Stated exercise 1: List every number that appears in the paragraphs of the forum post about leaving an abusive husband. Leave out the reply count and the date and time beside the username.
Stated exercise 2: Write the next part of the forum post about leaving an abusive husband, picking up after its final paragraph.

Reading passage:
= = =

Finally told my physically/emotionally abusive H I am divorcing him...

999 replies

Namechanger2015 · 17/05/2015 21:01

I have been posting about my H since Jan. He assaulted me in Dec in front of my DC. I left in late Jan with my DC and we moved in with my parents 1.5h away, close to my family.

Since then he has offered to sell the family home so we can live together close to my parents, and enrol in an abusers course, and has generally seen the error of his ways. Except of course, he hasn't.

He has decided that he likes the house too much to sell it, and is currently enjoying living alone in the 4-bed detached house that I paid towards with my salary, which he would not allow me access to.

He has decided that the abusers course is 'a load of bollocks' and so refuses to do it. I pinned all of my hopes on this course fixing him, and he won't even try. He knows the alternative is divorce and living away from me and his 3 beautiful DC but it seems that is not enough for him. He will not do the course and he will not sell the family house to buy another.

My immediate family know what he has been like over the years and don't ever want to see him again. Some of my extended family know and are 100% behind me as well.

= = =

Records:
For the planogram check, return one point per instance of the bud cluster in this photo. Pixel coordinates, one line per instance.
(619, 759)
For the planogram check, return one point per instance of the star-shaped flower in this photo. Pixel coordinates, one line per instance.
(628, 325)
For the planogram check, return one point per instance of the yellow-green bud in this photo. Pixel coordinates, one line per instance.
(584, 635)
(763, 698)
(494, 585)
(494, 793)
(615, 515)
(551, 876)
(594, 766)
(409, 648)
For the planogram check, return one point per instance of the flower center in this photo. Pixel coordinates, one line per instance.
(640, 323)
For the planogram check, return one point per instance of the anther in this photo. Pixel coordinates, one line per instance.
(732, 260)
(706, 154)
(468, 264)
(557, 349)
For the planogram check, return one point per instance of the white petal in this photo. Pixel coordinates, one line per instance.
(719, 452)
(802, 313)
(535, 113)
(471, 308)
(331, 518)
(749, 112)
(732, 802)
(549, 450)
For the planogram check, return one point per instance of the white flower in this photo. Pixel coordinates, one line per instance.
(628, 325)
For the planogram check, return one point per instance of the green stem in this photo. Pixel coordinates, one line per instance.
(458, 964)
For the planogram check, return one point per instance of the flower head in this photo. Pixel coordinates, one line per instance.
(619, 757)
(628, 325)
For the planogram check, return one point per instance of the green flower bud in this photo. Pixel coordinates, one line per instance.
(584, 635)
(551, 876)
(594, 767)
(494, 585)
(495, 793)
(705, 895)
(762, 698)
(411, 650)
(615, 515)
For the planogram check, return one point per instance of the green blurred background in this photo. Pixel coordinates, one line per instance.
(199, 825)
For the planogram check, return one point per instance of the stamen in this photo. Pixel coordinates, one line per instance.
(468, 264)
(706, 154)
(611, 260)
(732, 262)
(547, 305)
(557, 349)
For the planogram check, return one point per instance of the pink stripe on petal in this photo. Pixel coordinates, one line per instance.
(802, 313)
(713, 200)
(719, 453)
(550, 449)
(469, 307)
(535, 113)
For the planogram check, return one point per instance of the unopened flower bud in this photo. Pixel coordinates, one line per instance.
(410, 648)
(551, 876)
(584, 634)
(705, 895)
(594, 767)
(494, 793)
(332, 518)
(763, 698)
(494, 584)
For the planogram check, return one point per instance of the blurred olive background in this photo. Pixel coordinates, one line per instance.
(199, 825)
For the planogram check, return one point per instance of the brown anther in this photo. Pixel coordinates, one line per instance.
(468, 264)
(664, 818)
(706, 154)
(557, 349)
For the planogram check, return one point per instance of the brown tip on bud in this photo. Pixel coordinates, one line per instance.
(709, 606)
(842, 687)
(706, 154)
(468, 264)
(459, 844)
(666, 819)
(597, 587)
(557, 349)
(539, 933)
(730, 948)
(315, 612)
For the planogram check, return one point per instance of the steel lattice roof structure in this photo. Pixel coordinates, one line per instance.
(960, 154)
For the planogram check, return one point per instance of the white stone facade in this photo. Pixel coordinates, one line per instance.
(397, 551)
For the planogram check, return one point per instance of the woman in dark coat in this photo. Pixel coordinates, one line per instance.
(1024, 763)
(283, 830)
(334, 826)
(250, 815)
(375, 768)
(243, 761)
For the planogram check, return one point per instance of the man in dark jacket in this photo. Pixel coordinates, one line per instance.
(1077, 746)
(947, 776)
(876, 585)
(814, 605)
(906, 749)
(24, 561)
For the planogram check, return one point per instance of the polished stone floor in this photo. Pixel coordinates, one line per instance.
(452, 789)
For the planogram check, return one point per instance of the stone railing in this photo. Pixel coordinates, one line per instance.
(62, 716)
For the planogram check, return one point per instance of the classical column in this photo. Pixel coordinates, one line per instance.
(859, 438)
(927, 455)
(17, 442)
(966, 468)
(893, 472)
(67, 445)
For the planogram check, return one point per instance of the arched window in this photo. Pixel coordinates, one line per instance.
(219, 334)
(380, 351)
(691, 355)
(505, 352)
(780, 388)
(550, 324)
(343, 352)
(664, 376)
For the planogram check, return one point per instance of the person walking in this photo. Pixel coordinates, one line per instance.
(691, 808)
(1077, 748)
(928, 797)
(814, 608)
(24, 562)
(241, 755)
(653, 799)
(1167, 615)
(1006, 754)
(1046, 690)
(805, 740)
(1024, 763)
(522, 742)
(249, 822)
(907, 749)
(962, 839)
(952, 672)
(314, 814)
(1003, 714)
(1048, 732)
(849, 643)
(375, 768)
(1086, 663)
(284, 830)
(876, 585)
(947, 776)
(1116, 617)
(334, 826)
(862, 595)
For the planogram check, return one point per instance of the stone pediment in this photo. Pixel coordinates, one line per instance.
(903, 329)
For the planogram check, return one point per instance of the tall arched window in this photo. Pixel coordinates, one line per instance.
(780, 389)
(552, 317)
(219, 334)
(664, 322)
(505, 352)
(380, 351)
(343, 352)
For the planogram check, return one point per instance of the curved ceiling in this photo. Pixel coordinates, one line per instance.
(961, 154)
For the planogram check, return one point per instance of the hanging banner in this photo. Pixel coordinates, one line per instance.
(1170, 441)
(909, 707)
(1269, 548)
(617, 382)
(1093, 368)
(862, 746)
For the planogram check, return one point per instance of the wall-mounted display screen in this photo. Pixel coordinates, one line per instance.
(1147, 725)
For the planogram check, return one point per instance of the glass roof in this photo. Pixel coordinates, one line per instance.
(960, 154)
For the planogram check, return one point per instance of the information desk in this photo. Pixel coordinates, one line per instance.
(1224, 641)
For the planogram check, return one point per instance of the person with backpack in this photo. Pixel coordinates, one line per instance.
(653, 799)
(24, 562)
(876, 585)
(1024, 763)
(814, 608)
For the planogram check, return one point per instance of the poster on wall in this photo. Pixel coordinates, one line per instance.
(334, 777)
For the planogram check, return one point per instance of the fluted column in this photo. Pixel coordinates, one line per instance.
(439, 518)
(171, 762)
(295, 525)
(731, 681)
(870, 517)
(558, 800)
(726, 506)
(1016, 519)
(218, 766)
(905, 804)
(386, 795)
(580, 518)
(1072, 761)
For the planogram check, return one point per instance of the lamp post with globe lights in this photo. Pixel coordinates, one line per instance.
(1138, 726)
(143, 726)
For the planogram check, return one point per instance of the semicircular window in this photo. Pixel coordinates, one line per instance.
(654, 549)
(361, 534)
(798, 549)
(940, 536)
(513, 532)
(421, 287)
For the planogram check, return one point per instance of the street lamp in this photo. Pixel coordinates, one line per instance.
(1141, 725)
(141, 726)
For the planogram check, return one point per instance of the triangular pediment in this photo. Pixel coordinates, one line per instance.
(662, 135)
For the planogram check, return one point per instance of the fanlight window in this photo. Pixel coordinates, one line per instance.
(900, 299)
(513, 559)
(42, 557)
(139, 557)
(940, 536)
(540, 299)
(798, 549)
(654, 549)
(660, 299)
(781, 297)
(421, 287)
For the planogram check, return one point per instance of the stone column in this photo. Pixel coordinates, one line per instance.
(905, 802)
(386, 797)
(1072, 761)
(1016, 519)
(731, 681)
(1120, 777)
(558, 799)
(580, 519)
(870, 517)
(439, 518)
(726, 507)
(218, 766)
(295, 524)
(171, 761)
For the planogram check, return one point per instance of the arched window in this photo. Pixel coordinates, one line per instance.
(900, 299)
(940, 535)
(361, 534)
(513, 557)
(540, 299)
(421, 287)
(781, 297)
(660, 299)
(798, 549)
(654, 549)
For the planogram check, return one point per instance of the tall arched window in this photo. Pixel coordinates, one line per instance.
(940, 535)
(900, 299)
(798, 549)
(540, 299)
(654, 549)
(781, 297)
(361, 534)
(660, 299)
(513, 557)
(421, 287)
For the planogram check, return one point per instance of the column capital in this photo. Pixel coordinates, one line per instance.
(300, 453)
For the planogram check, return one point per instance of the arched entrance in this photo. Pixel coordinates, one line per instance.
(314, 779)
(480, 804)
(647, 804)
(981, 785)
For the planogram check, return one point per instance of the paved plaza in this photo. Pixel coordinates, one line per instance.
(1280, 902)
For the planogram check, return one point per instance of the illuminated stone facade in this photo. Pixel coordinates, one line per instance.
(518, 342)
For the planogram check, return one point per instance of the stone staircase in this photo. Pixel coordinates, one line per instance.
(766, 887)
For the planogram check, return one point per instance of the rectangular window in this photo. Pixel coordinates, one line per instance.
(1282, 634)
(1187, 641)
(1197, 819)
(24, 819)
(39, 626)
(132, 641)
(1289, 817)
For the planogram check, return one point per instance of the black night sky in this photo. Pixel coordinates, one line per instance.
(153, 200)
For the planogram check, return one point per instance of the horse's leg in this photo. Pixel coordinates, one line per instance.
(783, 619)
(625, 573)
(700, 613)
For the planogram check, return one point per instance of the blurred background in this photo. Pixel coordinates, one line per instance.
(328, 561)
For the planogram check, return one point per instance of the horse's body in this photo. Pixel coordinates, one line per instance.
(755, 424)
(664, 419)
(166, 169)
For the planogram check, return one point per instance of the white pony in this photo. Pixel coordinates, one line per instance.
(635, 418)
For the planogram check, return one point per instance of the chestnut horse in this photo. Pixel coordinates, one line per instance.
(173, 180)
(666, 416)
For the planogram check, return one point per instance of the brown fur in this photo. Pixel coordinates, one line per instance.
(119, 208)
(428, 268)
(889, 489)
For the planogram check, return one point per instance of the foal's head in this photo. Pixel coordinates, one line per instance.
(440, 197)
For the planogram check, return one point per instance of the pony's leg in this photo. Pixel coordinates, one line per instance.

= = =

Task answer 1:
- 1.5 (the parents live 1.5h away)
- 4 (the 4-bed detached house)
- 3 (his 3 beautiful DC)
- 100 (extended family who are 100% behind the poster)

Task answer 2:
Last week I told him the solicitor will be in touch to start proceedings and end our marriage. It went like this:

(bland conversation about him wanting to attend a family event with me Hmm)
Me: I have spoken to solicitor and they will be in touch
Him: To do what?
Me: To end the marriage
Him: There is no end with children involved
Me: Yes. You can see the children anytime you want to.
Him: And you will hide away? We will always see each other. For the rest of our lives. There is no end.

(2 hours later)
Him: Can you let me know the kids half term dates, I'd like to have them stay for a few days if that's ok.
Me: Yes, thats fine.
etc.

So that was it. I told him I want a divorce, and he mustered up 4 sentences in a text. Nothing else. No promising to do the course, even if he did think it was crap, and no promising to sell the house to buy a place together, simply because he loves that house too much to give up.

So my marriage is over, once the exceedingly slow SHL finally serves the papers. And he didn't even fight, get angry, nothing. Just took it in his stride.

It's further proof that he never loved me, but I can't help feeling angry, sad, robbed. I could have had a life with someone else. As it stands, I have 3 young DC and no partner, and just me.

Trying not to feel to sad or worthless. I have had an amazing weekend with family at a wedding, the DC and I loved it, and my extended family are simply amazing. I could have lived in the wedding hotel with them all for ever, we have so much love between us all.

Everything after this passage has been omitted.